Given exercise: Write out all of the records precisely. Skip anything that is a picture.
==== Material ====
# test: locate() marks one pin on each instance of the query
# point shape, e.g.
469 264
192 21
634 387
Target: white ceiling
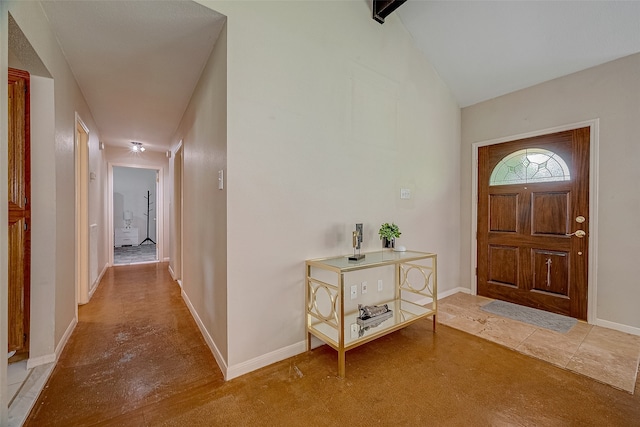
137 62
484 49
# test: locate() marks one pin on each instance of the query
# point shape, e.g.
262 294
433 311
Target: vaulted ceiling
137 62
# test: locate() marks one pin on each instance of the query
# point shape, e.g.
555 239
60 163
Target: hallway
136 358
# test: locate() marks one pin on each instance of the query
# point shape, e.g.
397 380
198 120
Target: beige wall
57 99
610 93
327 120
203 132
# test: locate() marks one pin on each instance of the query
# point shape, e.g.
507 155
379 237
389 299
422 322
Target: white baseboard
208 339
25 400
425 301
266 360
32 362
618 326
97 282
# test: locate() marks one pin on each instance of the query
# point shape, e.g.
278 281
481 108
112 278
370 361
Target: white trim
618 326
441 295
81 164
266 360
32 362
98 280
594 155
65 337
208 339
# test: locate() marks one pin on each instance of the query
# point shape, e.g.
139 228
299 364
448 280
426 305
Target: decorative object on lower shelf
388 234
372 316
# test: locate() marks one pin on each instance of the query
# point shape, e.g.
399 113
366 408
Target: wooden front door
19 163
533 219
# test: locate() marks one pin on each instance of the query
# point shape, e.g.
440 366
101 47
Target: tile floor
134 254
606 355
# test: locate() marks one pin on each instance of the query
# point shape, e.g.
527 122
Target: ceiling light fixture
137 147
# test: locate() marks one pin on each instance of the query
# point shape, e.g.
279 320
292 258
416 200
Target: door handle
577 233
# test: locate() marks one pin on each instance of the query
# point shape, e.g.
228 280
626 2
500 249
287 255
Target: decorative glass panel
528 166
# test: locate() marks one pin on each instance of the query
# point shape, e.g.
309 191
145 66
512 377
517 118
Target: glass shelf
371 259
404 312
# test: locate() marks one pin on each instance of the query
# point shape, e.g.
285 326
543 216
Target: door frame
593 126
81 144
159 208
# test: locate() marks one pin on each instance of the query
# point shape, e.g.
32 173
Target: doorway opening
135 215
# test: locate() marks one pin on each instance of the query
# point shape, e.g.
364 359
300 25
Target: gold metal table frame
325 302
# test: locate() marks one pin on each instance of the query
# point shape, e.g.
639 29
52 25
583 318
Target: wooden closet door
19 236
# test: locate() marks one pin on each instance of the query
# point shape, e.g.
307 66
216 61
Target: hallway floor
137 358
134 254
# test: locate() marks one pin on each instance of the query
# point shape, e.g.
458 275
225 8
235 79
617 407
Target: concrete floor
137 358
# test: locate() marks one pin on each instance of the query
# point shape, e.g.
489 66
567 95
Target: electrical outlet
355 329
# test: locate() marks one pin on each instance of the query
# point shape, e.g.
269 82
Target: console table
326 317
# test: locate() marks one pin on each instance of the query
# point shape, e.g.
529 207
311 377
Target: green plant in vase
388 234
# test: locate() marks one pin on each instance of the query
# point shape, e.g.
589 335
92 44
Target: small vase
388 243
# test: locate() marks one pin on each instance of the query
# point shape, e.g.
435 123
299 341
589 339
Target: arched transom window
528 166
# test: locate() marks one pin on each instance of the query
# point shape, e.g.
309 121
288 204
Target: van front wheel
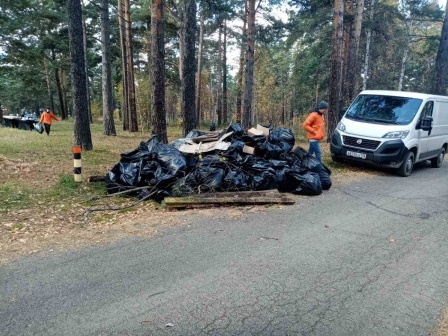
437 161
407 165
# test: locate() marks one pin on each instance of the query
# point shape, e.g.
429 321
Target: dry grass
42 209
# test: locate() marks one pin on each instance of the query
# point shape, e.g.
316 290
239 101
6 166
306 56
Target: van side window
427 110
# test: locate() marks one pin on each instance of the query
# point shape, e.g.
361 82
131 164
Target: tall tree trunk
48 80
441 66
368 41
188 67
132 109
351 72
108 110
84 43
405 55
224 74
219 66
199 72
347 41
336 67
82 134
124 68
158 108
249 73
239 87
353 57
63 112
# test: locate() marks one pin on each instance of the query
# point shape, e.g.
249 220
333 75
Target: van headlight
396 135
341 127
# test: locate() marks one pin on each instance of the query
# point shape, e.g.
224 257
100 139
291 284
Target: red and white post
77 163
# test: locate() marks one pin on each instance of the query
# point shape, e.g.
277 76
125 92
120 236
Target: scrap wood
229 198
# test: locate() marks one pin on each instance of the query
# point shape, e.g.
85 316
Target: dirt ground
60 226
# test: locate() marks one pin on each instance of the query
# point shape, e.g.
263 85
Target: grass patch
14 197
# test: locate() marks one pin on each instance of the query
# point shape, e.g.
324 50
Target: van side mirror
342 112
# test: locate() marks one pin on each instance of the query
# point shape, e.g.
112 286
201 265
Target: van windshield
384 109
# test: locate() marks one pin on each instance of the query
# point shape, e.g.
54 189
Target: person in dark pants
46 118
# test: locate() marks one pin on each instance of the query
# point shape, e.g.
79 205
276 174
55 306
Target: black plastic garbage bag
171 159
309 185
237 130
122 176
39 127
282 137
236 180
309 163
271 151
208 178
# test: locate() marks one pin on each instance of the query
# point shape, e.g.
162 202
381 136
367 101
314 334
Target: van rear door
423 136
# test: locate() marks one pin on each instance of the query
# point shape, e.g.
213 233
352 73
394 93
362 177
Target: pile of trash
214 161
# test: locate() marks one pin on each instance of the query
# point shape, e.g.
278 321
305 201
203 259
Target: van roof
401 94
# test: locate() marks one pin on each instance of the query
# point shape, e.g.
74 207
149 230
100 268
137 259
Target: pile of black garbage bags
155 170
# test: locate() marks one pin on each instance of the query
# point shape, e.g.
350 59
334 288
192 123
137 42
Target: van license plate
356 154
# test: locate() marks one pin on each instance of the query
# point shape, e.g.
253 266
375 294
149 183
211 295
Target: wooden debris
230 198
95 178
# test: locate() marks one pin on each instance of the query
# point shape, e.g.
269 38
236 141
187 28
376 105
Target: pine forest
144 64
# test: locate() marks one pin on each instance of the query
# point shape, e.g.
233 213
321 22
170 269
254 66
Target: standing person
314 126
46 118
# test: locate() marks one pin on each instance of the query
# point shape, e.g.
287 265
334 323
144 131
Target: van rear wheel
407 165
437 161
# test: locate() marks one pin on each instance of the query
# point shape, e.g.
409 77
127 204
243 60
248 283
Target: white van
393 129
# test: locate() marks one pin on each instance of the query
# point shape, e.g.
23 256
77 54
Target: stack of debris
230 160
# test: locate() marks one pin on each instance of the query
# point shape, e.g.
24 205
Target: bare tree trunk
336 67
249 73
441 66
48 80
108 111
351 57
84 44
188 68
81 119
124 67
353 63
62 110
224 74
405 55
132 110
158 70
199 116
347 41
219 69
368 41
239 88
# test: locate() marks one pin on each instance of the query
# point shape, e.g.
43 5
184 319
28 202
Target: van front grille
360 143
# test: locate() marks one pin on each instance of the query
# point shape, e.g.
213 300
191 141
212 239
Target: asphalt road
368 257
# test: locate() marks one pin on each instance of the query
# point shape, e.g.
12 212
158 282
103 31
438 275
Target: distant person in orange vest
314 126
46 118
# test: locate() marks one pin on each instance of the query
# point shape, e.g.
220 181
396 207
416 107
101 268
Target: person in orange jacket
46 118
314 125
====
Solution below:
# test: locate() marks one pin on each instance of the query
# point shape, e.g.
469 264
192 21
634 387
Target: white ceiling
137 62
484 49
# test: locate() marks one pin on each instance of the query
# point shape, e.g.
262 294
433 311
Target: vaulted ceiling
137 62
# test: locate() marks one pin on each instance of the query
# point shape, e.g.
555 239
60 163
Target: hallway
136 358
# test: locate() marks one pin on each instance of the query
# point shape, e.g.
397 380
198 120
Target: beige wall
57 99
610 93
327 120
203 132
# test: locate() marks one pin on each instance of the query
# point shape, e.g.
507 155
379 237
389 299
422 322
Target: white baseboard
208 339
25 400
425 301
266 360
32 362
618 326
97 282
# test: locate() marks one pin on each instance of the query
# point shape, e.g.
278 281
481 108
112 278
370 361
Target: white trim
618 326
441 295
81 164
266 360
32 362
98 280
594 155
65 337
208 339
# test: locate() marks one pin on each instance of the query
# point shape, e.g.
139 228
299 364
448 280
426 305
Target: decorative object on lower shelf
388 234
372 316
# test: locate() marks one pin on each instance of the query
# point shape, e.g.
399 113
366 408
Target: wooden front door
19 163
533 219
# test: locate() marks one pin on each instance of the query
# point shape, e.g.
440 366
101 47
Target: tile floor
134 254
606 355
# test: locate() marks one pin on each instance of the query
# point shape, e.g.
527 122
Target: ceiling light fixture
137 147
# test: locate() marks one pin on each instance of the query
# point shape, e.g.
279 320
292 258
416 200
Target: door handle
577 233
# test: locate() marks one pin on each instance of the query
# point shape, e.g.
228 280
626 2
500 249
287 255
Target: decorative glass panel
528 166
# test: locate() marks one pin on each instance of the query
# point shape, e.g.
309 191
145 66
512 377
517 118
Target: glass shelf
371 259
404 312
# test: locate() marks one pin on each instance of the query
# point shape, e.g.
285 326
543 216
Target: door frame
593 126
81 144
159 208
# test: locate() marks one pin on each instance of the query
# point shape, e.g.
32 173
Target: doorway opening
135 215
# test: locate() marks one pin on each instance of the query
# point shape, e.g.
364 359
300 25
Target: gold metal table frame
325 302
# test: locate() marks one pin on each instance of the query
# point shape, e.g.
639 29
52 25
583 318
Target: wooden closet door
19 236
# test: locate() marks one pin on each instance of the query
# point shape, e.g.
307 66
216 61
Target: hallway floor
137 358
134 254
# test: locate() marks one pin on each instance of the query
# point shape, e.g.
458 275
225 8
235 79
617 407
Target: concrete floor
137 358
# test: locate() marks one pin on each instance of the query
# point shape, e.g.
489 66
567 95
Target: electrical outlet
355 329
# test: locate() marks one pin on each instance of the query
# point shape, e.g.
269 82
Target: console table
326 317
# test: locate() marks one pin on each instance of the query
# point shape, e.g.
529 207
311 377
Target: green plant in vase
388 234
# test: locate() marks one pin on each instance of the query
# point shape, e.g.
589 335
92 44
Target: small vase
388 243
# test: locate() marks one pin on each instance of the query
# point shape, e.g.
435 123
299 341
589 339
Target: arched transom window
528 166
# test: locate() marks one pin on each instance of the query
# point shape, e.g.
309 121
288 204
Target: van front wheel
437 161
407 165
# test: locate() marks one pin on each instance of the query
# point shape, e.g.
429 321
Target: dry grass
42 209
# test: locate() marks one pin on each instance of the query
# point shape, e.g.
316 290
239 101
6 166
306 56
Target: van side window
427 110
# test: locate() marks one pin on each instance of the query
# point shape, e.g.
361 82
131 164
Target: tall tree trunk
48 80
441 66
368 41
188 67
132 109
351 72
108 110
84 43
405 55
224 74
219 66
199 72
347 41
336 67
82 134
124 68
158 108
249 73
239 87
353 57
63 112
# test: locate() marks one pin on each instance of the query
# point shape, e.g.
249 220
333 75
Target: van headlight
396 135
341 127
# test: locate() marks one pin on each instance of the query
# point shape, e.g.
224 257
100 139
291 284
Target: red and white post
77 163
# test: locate() marks one pin on each instance of the query
# point shape, e.g.
277 76
125 92
120 236
Target: scrap wood
229 198
# test: locate() marks one pin on each instance of the query
# point shape, e.g.
85 316
Target: dirt ground
60 226
# test: locate() marks one pin on each instance of the query
# point shape, e.g.
263 85
Target: grass patch
14 197
# test: locate() marks one pin on each instance of the query
# point shape, e.g.
324 50
Target: van side mirror
342 112
# test: locate() marks one pin on each instance of the query
# point shape, e.g.
112 286
201 265
Target: van windshield
384 109
# test: locate() marks one pin on each instance of the query
# point shape, e.g.
54 189
Target: person in dark pants
46 118
# test: locate() marks one pin on each instance of the query
# point shape, e.g.
79 205
276 174
55 306
Target: black plastic garbage bag
171 159
309 185
237 130
122 176
39 127
282 137
236 180
309 163
271 151
208 178
# test: locate() marks one pin on each instance of the query
# point shape, e.g.
162 202
381 136
367 101
314 334
Target: van rear door
423 136
# test: locate() marks one pin on each instance of the query
# point shape, e.g.
213 233
352 73
394 93
362 177
Target: pile of trash
214 161
# test: locate() marks one pin on each instance of the query
# point shape, e.g.
278 321
305 201
203 259
Target: van roof
401 94
# test: locate() marks one pin on each instance of the query
# point shape, e.g.
74 207
149 230
100 268
137 259
Target: pile of black garbage bags
155 170
# test: locate() marks one pin on each instance of the query
# point shape, e.g.
350 59
334 288
192 123
137 42
Target: van license plate
356 154
# test: locate() marks one pin on each instance of the query
# point shape, e.g.
253 266
375 294
149 183
211 295
Target: wooden debris
230 198
95 178
# test: locate() marks one pin on each instance of the query
# point shape, e.g.
269 38
236 141
187 28
376 105
Target: pine forest
144 64
# test: locate() marks one pin on each instance of the query
# point shape, e.g.
233 213
321 22
170 269
254 66
Target: standing person
314 126
46 118
# test: locate() marks one pin on each instance of the query
# point shape, e.g.
287 265
334 323
144 131
Target: van rear wheel
407 165
437 161
# test: locate() marks one pin on each instance of the query
# point shape, e.g.
409 77
127 204
243 60
248 283
Target: white van
393 129
# test: locate() marks one pin on each instance of the query
# point shape, e.g.
23 256
77 54
Target: stack of debris
230 160
# test: locate() marks one pin on each instance of the query
# point shape, e.g.
24 205
Target: bare tree trunk
336 67
249 73
441 66
48 80
108 111
351 57
84 44
188 68
81 119
124 67
353 63
62 110
224 74
405 55
132 110
158 70
199 116
347 41
219 69
368 41
239 88
# test: locate() marks one pin on each instance of the query
# point shape, e.g.
43 5
184 319
28 202
Target: van front grille
360 143
# test: locate() marks one pin on each instance of the query
# point shape, e.g.
213 300
191 141
212 239
Target: asphalt road
368 257
# test: locate() marks one pin on each instance of the query
# point shape, e.g.
12 212
158 282
103 31
438 275
Target: distant person in orange vest
314 126
46 118
# test: locate() marks one pin on each instance of the query
# point shape, e.g.
220 181
396 207
416 107
101 268
Target: person in orange jacket
46 118
314 125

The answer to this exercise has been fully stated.